Render each line of the records below as a JSON list of strings, one string per line, with blank lines omitted. Leave the pictures out of your answer.

- - -

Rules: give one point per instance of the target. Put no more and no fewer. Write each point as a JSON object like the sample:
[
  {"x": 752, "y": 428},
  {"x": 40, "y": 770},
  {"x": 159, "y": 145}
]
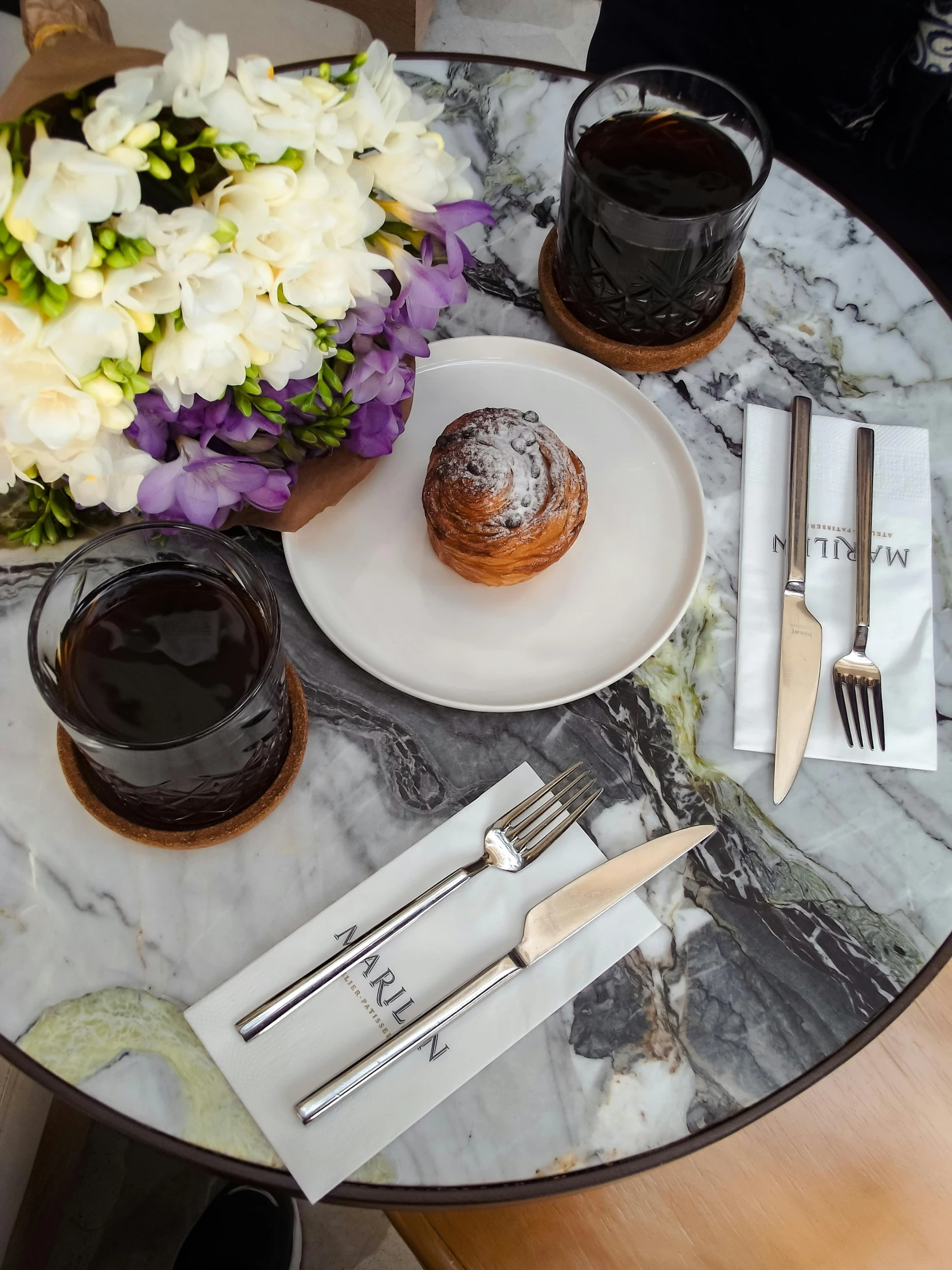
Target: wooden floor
[{"x": 856, "y": 1174}]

- - -

Written response:
[
  "Rules: give one point per instance of the target. Put no more and no fewer. Write each point as a JSON object like the sample:",
  "[",
  "  {\"x\": 752, \"y\": 428},",
  "  {\"x\": 40, \"y\": 770},",
  "  {\"x\": 159, \"y\": 145}",
  "]",
  "Target: wooden floor",
  "[{\"x\": 856, \"y\": 1174}]"
]